↓↓↓
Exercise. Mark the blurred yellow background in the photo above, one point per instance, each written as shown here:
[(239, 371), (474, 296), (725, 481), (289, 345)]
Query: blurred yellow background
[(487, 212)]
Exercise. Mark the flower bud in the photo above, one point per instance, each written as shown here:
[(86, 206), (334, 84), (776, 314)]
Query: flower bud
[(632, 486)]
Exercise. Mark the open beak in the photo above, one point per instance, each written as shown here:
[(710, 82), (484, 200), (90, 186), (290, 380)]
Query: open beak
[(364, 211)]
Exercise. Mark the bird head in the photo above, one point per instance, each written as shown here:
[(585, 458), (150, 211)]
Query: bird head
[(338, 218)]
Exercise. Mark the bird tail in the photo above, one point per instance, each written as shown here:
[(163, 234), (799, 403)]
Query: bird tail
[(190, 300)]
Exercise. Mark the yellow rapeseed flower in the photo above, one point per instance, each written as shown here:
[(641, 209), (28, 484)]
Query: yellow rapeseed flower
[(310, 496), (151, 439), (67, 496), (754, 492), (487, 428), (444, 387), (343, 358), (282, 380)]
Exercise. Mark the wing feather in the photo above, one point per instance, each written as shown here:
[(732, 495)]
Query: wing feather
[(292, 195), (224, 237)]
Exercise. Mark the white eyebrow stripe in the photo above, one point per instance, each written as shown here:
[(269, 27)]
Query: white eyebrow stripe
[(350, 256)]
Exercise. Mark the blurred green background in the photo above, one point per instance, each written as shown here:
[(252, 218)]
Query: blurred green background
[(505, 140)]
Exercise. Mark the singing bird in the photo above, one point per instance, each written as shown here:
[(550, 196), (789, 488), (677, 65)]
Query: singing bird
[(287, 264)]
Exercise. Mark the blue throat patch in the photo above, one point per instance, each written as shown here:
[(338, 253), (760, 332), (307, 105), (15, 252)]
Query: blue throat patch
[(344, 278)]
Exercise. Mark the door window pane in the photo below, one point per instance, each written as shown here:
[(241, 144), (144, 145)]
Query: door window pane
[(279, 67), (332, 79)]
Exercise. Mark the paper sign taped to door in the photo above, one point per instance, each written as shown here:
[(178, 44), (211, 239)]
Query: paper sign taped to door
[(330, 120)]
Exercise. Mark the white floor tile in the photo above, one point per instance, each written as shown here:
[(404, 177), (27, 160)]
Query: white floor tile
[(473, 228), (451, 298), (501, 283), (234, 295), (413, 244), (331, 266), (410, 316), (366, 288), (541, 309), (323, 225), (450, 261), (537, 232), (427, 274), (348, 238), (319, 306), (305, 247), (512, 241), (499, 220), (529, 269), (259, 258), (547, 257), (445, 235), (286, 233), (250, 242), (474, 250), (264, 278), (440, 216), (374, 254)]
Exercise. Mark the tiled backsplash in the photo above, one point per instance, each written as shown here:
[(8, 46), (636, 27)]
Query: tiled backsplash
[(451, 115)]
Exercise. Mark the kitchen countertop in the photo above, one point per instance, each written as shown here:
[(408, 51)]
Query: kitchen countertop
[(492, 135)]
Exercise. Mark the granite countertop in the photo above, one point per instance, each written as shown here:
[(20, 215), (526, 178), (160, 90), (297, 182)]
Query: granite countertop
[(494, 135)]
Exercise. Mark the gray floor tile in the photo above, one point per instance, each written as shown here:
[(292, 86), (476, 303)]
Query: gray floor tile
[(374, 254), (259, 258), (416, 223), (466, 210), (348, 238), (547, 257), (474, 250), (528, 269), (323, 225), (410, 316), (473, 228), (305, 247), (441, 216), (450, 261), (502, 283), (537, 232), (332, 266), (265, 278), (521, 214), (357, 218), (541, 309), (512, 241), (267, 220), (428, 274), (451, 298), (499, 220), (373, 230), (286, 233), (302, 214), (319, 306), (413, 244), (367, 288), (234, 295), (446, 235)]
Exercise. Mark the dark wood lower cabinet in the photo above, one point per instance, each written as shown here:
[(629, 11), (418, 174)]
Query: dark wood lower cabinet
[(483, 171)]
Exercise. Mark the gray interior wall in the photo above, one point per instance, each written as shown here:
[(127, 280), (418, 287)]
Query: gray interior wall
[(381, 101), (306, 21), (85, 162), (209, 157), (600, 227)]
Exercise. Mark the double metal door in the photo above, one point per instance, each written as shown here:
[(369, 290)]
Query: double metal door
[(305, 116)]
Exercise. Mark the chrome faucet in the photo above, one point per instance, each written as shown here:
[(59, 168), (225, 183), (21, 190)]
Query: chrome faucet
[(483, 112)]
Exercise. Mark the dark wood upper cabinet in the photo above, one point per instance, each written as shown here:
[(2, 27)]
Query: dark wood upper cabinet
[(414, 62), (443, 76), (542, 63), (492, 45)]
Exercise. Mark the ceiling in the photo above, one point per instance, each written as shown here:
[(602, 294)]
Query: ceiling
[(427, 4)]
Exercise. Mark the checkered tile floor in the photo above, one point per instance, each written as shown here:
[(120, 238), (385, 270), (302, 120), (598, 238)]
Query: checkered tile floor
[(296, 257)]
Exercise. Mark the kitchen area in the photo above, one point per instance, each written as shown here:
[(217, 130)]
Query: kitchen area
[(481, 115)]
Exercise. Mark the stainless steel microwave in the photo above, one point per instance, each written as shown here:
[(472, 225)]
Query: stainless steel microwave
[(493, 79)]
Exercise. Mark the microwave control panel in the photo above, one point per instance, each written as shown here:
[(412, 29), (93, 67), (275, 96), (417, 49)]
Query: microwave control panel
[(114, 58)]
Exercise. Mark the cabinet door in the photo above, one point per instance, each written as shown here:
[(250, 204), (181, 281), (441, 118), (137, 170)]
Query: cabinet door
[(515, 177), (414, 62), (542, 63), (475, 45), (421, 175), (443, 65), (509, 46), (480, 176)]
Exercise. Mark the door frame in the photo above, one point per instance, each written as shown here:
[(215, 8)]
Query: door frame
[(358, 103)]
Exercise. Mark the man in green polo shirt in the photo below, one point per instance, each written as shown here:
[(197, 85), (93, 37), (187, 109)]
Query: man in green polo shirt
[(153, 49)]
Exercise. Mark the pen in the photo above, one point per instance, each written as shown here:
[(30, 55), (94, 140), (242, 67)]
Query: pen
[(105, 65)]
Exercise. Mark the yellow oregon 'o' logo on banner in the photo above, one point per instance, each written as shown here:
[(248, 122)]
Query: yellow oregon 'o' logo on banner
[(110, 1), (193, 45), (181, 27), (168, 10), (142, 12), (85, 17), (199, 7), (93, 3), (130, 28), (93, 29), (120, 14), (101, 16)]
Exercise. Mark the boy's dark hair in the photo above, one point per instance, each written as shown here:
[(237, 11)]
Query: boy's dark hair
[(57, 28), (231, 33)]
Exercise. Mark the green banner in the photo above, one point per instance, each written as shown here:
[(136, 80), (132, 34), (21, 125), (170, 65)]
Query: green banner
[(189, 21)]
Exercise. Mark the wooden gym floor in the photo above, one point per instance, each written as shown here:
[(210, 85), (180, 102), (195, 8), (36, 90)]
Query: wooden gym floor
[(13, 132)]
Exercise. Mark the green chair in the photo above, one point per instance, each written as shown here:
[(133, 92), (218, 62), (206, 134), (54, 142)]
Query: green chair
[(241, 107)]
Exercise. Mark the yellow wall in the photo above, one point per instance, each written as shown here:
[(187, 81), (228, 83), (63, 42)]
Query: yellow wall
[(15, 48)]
↑↑↑
↓↓↓
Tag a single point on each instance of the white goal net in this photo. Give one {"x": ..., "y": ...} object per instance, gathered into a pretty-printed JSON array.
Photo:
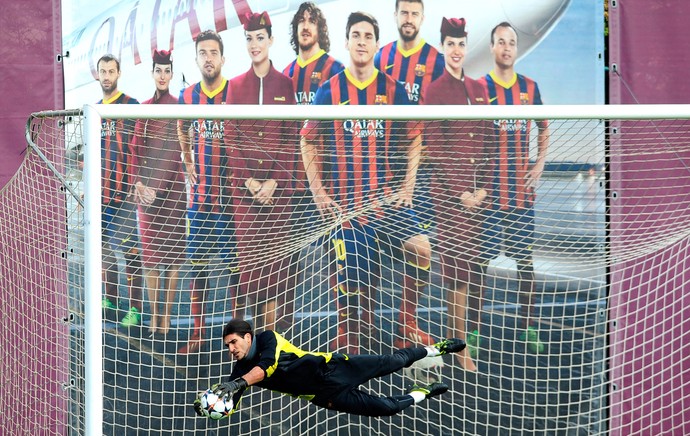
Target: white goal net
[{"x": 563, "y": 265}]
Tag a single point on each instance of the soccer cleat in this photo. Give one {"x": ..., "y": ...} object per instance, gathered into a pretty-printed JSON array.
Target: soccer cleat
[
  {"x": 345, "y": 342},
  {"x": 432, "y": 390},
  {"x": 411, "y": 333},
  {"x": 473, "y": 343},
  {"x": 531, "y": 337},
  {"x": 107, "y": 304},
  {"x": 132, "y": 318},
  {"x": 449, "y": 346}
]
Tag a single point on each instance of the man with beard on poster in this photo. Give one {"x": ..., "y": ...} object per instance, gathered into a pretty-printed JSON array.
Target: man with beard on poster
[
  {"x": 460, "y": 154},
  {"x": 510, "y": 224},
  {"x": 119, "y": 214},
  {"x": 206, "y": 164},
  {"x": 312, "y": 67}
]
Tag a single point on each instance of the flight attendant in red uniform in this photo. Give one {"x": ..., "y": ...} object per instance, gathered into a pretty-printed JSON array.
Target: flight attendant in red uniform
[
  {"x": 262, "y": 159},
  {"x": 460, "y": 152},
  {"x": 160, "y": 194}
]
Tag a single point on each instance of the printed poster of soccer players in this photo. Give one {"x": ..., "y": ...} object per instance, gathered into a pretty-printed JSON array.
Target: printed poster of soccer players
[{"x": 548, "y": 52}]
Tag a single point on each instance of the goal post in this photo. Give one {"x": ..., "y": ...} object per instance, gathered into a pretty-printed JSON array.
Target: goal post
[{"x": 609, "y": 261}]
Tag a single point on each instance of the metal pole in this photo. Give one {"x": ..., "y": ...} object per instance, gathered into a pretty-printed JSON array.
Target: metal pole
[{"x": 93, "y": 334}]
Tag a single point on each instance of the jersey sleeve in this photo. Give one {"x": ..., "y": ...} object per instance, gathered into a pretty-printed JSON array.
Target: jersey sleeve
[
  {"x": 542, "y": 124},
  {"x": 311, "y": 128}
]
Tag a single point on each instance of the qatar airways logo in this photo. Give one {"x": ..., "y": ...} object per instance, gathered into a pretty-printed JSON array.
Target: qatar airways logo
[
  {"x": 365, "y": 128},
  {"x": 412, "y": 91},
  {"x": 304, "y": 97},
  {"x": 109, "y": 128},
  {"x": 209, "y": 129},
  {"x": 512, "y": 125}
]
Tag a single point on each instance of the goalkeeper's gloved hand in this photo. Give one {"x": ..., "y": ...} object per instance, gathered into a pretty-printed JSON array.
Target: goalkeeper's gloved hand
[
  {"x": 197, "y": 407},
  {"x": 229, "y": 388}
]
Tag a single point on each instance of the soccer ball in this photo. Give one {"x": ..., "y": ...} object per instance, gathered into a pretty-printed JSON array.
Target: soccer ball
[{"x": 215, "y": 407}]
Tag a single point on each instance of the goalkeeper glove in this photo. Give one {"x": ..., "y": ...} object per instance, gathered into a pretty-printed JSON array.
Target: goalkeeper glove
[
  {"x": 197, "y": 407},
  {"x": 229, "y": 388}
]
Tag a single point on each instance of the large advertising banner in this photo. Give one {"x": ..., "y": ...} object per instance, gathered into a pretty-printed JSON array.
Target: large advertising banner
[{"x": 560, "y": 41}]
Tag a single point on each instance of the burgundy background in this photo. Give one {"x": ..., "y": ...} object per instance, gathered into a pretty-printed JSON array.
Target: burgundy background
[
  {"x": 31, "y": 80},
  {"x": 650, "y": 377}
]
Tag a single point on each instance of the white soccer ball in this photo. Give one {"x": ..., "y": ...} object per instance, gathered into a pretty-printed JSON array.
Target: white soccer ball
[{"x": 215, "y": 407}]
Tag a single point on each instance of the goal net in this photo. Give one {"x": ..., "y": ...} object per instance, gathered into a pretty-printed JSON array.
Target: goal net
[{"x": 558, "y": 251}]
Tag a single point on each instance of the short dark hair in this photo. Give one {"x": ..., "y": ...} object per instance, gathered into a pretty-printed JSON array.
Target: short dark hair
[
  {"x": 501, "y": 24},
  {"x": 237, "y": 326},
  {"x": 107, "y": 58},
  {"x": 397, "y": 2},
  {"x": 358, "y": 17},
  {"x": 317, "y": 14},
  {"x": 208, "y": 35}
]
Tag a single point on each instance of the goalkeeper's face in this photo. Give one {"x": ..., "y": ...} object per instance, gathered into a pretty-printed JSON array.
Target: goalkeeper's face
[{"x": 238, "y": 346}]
↑↑↑
Retype the records above from the line containing "Exercise. Mark the bird head" through the line containing "[(190, 300)]", reproducing each line exactly.

Written solution:
Exercise. Mark the bird head in the photo above, one point per instance, each written as shown here:
[(585, 458), (150, 211)]
Query: bird head
[(338, 218)]
Exercise. Mark the bird tail in the photo above, one point per instance, each written as shown here:
[(163, 234), (799, 403)]
Query: bird tail
[(190, 300)]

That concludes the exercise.